Segment Start: RECORDS TO USE

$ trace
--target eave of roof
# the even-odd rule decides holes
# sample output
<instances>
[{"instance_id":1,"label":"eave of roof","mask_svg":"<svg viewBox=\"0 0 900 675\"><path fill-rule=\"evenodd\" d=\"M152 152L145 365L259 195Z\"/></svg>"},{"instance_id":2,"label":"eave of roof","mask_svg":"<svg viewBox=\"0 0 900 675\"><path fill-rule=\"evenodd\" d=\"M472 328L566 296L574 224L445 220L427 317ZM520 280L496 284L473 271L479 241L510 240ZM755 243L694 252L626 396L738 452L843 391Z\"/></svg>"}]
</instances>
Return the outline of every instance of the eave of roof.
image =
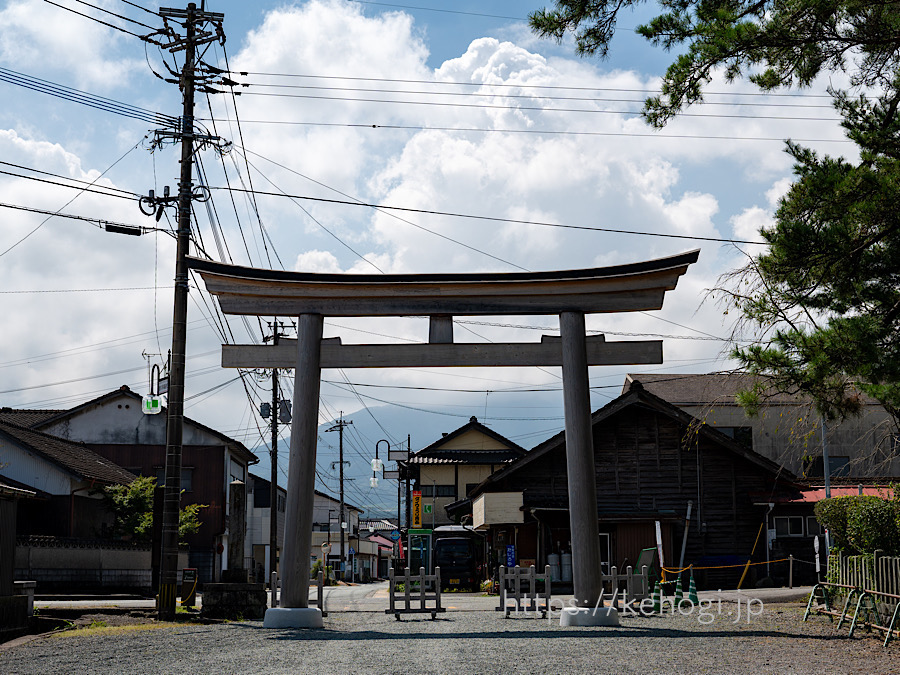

Segment End: RECORDS TO USE

● WORK REQUEST
Everything from the line that contains "Return the outline" through the final line of the material should be returned exactly, except the pictures.

● RESULT
Return the outline of every instance of the eave of roof.
image =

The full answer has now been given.